» Information provided
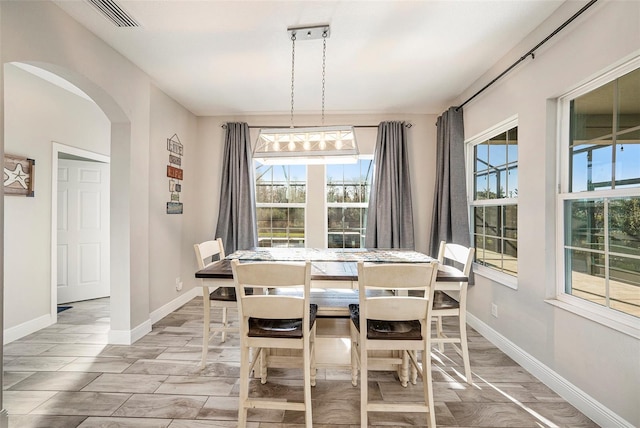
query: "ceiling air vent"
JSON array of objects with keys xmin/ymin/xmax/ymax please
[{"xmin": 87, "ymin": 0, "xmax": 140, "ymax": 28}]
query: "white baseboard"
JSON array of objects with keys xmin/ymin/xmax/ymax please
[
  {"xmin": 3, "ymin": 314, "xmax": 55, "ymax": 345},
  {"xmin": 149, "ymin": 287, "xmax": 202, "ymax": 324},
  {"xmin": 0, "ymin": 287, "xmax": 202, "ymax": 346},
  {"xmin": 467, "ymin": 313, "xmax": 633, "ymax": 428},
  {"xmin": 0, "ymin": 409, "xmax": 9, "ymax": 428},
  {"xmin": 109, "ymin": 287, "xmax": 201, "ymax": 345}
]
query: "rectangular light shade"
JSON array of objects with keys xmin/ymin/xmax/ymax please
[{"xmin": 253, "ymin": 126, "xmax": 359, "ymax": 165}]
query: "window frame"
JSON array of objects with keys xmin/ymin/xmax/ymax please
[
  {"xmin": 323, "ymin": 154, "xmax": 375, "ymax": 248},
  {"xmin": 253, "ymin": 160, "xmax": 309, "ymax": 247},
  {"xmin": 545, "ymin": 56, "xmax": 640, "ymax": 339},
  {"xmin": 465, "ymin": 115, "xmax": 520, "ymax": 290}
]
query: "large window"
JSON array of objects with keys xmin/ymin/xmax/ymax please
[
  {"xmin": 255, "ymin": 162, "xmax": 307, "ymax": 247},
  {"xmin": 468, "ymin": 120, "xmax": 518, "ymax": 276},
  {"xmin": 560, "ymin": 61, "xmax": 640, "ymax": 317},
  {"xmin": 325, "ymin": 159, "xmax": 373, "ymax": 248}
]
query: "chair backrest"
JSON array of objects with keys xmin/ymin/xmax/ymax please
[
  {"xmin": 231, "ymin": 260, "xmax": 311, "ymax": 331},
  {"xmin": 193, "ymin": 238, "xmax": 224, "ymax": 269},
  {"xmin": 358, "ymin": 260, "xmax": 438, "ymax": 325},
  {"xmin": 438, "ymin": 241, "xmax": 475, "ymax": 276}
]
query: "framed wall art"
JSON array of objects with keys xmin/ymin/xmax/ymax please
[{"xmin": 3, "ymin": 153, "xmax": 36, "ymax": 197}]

==

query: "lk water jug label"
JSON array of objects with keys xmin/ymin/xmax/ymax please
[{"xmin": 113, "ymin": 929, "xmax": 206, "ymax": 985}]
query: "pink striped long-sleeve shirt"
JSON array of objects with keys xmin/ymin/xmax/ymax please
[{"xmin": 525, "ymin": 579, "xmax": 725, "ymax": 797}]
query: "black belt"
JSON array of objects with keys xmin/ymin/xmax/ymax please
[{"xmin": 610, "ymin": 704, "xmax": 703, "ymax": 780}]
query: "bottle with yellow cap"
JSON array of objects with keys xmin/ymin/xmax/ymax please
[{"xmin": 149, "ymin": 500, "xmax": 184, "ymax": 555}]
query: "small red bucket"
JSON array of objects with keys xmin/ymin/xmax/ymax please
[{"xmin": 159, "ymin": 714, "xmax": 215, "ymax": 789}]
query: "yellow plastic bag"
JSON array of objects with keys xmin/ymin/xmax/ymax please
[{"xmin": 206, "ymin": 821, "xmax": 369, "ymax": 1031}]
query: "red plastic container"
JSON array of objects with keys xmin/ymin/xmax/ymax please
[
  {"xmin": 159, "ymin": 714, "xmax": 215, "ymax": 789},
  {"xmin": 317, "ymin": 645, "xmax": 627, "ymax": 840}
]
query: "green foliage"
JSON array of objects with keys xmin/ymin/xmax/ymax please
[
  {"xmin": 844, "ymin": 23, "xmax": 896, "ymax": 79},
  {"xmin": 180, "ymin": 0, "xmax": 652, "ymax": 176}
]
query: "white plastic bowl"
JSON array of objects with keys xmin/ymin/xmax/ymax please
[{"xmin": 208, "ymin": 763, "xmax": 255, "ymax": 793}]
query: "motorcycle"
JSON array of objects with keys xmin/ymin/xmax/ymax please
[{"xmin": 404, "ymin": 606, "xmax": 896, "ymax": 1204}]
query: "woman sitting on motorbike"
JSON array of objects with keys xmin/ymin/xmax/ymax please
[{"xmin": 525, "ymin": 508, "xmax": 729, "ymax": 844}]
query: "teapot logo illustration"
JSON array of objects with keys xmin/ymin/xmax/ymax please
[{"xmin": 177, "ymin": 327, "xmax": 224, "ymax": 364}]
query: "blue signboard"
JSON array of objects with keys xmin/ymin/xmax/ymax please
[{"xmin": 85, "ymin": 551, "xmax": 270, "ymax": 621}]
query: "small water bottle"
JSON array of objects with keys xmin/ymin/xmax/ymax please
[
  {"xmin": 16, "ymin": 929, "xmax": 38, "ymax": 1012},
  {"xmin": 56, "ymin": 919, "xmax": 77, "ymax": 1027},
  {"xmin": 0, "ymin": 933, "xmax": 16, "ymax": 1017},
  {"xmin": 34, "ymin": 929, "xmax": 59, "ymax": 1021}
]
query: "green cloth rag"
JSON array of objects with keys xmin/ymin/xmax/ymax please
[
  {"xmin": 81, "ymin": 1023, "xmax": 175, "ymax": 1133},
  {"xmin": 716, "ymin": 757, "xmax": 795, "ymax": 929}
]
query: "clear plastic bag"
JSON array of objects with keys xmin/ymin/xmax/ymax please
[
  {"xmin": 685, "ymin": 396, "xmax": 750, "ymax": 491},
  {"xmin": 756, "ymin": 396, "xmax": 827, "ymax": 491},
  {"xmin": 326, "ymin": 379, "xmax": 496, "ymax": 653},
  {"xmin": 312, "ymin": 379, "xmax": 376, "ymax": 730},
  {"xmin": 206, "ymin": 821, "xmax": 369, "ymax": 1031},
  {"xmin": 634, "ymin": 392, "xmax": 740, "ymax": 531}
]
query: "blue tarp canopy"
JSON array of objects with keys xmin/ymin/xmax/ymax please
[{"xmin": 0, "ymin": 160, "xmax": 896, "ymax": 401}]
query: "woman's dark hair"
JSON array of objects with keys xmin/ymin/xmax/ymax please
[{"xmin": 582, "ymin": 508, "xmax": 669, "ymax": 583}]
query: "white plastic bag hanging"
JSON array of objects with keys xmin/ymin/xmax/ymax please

» Problem details
Extract every line from the two blocks above that contains the word "bottle".

» Answer
query: "bottle with yellow cap"
query: "small water bottle"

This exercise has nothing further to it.